• [Instrução 1] Devolva todas as linhas dos registos que contenham a palavra "side", distinguindo maiúsculas de minúsculas.

• [Excerto fornecido]
Memórias de fracassos, só aqui me dizem que virás.
Aguardo fixando-me no horizonte, é mais fácil fugir do que tenho a dizer, do que saber que é tarde demais para me ir embora.
Vou para uma estrada que se me afigura tão longa, tão árdua, perco e deito o olhar na imensidão e eco de pedras feito, rochas que jazem no chão dando figura ao caminho.
Ruínas de gestos, palavras e actos, que trago com a minha boca mnemónica e recolectora nas rodas da locomotiva.
A noite era um túnel, olhos e reflexos nas janelas vagueavam como presas para o olhar voluntarioso. À noite todas as auras se misturam com a própria alma da noite. Como se as trevas reclamassem em uníssono, para si, parte da identidade dos espíritos que não comungam nos leitos a reverência do astro nocturno.
Assim que caminho saindo da boca do Metro, acalcanhando o soalho de pedra calçada,
Tombo os olhos no chão que será partida depois da chegada.
Num bar de um dos dormitórios de Lisboa, encontrei um segredo mal guardado.
O seu recheio (do bar, não do segredo...) era composto por clientes com idade madura como as umas que entram em transe na orgia do mosto...(como se fosse a persistência temporal a causa da mudança das coisas...)
Dizia, a esmagadora maioria dos utentes era já um pouco entrada na idade (que expressão épica e bonita...), e cada um sendo estrangeiro em causa própria.
Um bar de retornados(às velhas lides do sexo).
Falamos aqui do eco que se explana pelos três espaços do tempo, senão vejam...
Por um motivo ou por outro, após um certo período (Passado) de vida em comum com alguém, divorciam-se(normalmente esperam até os filhos estarem criados) passam uma temporada na terra de ninguém (terra sem alguém, neste caso), e depois de algum ressentimento, revolta e amargura, decidem divertir-se (Presente), gozar-se o que não se gozou quando o tempo aparentava ser próprio... e a existência parecia limitada a fraldas, rotinas e paciência.
As mulheres têm de ser boas na cama, e os homens têm de ser divertidos(para grunhos já bastavam os ex-maridos...) e altivos (uma forma de se fazerem desejados – inflacionados o seu valor – mas tão desesperados por serem comprados – por elas, mas mais por eles – ainda serei homem?), não-chatos. Têm todos de ser poetas. Como?
Os poetas e as poetisas sofrem, que sofram... dizem todos, desde que não gritem e continuem a produzir coisas bonitas, beleza, seja ela a face de um poema, seja ela um elogio a um atributo da vida banal ou a um atributo do parceiro(a) em vias de o(a) ser.
Conhecer pessoas, comer mulheres, conhecer e ouvir as paradas nupciais dos machos (no fundo, a «guerra dos sexos é uma guerra pelas almas).
É difícil e imperioso justificar o primeiro passo. Mas o desejo é sofístico, encontra torce e forma pretextos.
A música composta de ditirâmbicos batimentos de génese africana, e de vozes chorantes entoando temas de sofrimento amoroso( e por vezes de emancipação boçal e bacoca), faz as honras da casa diluindo as inibições, juntando as mulheres embaladas pelo canto dos ex-mancebos, e os machos embalados pelo canto da tesão e o gás da cerveja.

• [Instrução 2] Substitua "noite" por "madrugada" no trecho do excerto fornecido que começa em "Vou para uma" e prossegue até "segredo mal guardado.", apresentando esse trecho por inteiro.

• [Dados da tarefa]

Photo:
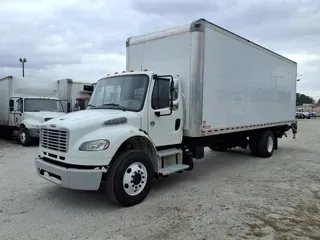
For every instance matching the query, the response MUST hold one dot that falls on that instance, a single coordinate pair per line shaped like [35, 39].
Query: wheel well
[139, 143]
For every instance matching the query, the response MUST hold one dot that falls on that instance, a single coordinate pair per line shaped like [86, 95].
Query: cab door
[165, 124]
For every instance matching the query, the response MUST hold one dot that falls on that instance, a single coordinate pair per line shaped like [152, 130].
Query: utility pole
[23, 60]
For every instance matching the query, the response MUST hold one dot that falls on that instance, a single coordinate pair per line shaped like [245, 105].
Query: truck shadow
[212, 164]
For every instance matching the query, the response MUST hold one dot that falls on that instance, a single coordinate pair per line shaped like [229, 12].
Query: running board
[172, 169]
[168, 152]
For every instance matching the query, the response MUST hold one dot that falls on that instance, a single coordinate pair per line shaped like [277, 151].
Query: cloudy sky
[85, 39]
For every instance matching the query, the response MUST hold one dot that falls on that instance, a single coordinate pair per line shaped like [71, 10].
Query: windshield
[37, 105]
[126, 92]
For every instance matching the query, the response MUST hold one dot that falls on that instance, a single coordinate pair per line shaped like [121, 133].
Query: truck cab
[28, 113]
[130, 115]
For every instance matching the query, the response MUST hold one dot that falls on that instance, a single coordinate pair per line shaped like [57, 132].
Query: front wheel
[129, 178]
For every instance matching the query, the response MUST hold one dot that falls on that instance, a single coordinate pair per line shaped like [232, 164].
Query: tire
[266, 144]
[129, 178]
[24, 137]
[218, 148]
[254, 146]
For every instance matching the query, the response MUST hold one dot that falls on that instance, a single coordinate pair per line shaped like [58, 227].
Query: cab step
[169, 152]
[172, 169]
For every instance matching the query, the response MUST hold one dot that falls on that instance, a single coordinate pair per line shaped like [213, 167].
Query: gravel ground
[227, 196]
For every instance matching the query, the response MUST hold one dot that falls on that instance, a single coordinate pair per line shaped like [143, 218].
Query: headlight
[95, 145]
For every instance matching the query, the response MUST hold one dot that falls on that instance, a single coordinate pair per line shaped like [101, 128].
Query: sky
[85, 39]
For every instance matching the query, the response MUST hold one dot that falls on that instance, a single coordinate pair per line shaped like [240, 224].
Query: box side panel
[4, 101]
[33, 87]
[244, 85]
[168, 55]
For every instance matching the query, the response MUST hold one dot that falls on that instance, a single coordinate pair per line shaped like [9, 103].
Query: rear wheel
[254, 148]
[219, 148]
[266, 144]
[129, 178]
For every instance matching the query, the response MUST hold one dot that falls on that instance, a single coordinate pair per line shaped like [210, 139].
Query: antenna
[144, 40]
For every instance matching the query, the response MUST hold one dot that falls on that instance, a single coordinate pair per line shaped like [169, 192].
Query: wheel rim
[270, 144]
[23, 137]
[135, 179]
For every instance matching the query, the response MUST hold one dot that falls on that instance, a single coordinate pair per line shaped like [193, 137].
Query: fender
[116, 135]
[30, 123]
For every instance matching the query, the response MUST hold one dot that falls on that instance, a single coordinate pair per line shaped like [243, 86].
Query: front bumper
[73, 178]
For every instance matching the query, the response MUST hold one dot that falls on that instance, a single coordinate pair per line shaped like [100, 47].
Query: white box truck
[200, 86]
[24, 104]
[74, 95]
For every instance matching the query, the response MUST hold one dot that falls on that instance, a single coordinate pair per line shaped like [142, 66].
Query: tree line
[305, 99]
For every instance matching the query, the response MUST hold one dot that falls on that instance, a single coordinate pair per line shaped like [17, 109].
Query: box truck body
[184, 89]
[32, 100]
[74, 95]
[229, 83]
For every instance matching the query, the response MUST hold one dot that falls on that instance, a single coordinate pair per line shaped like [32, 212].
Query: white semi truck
[74, 95]
[24, 104]
[200, 86]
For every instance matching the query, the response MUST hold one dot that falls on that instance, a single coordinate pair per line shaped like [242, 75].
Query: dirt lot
[228, 196]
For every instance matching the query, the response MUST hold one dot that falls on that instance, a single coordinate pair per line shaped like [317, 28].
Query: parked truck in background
[74, 95]
[24, 104]
[201, 86]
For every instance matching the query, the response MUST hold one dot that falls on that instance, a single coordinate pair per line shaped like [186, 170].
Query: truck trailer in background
[74, 95]
[202, 86]
[25, 103]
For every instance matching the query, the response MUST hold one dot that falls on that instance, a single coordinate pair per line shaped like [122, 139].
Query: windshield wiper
[114, 105]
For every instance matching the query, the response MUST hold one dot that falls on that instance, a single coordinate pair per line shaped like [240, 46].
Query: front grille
[53, 139]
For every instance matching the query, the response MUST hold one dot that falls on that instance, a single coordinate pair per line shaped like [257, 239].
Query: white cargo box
[22, 87]
[229, 83]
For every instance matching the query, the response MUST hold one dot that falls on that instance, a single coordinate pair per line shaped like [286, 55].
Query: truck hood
[41, 116]
[91, 119]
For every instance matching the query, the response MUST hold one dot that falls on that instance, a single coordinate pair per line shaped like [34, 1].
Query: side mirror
[68, 107]
[76, 106]
[11, 103]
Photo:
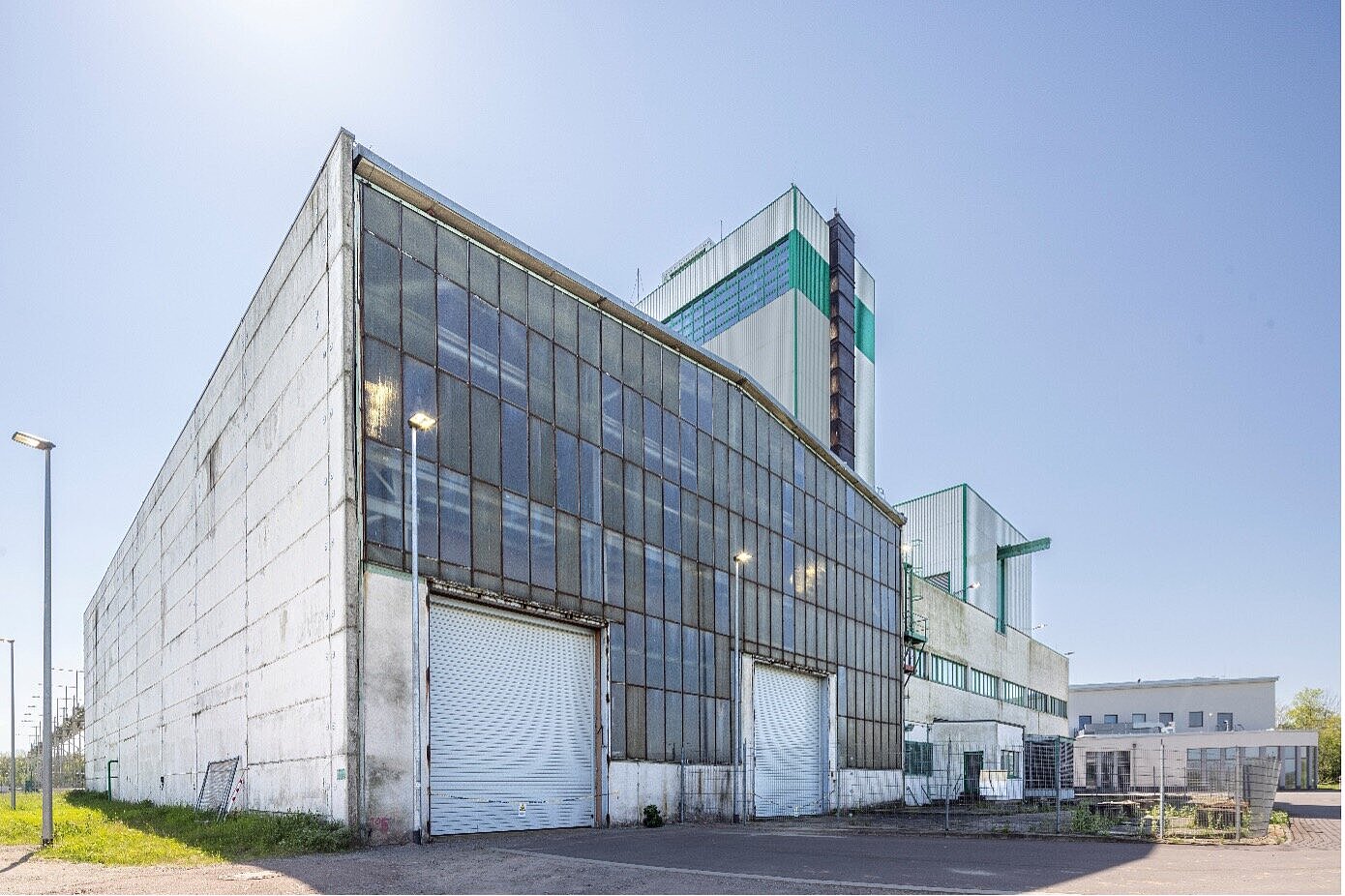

• [Resposta completa 1]
Query: box side panel
Query: side mirror

• [Resposta completa 2]
Vou para uma estrada que se me afigura tão longa, tão árdua, perco e deito o olhar na imensidão e eco de pedras feito, rochas que jazem no chão dando figura ao caminho.
Ruínas de gestos, palavras e actos, que trago com a minha boca mnemónica e recolectora nas rodas da locomotiva.
A madrugada era um túnel, olhos e reflexos nas janelas vagueavam como presas para o olhar voluntarioso. À madrugada todas as auras se misturam com a própria alma da madrugada. Como se as trevas reclamassem em uníssono, para si, parte da identidade dos espíritos que não comungam nos leitos a reverência do astro nocturno.
Assim que caminho saindo da boca do Metro, acalcanhando o soalho de pedra calçada,
Tombo os olhos no chão que será partida depois da chegada.
Num bar de um dos dormitórios de Lisboa, encontrei um segredo mal guardado.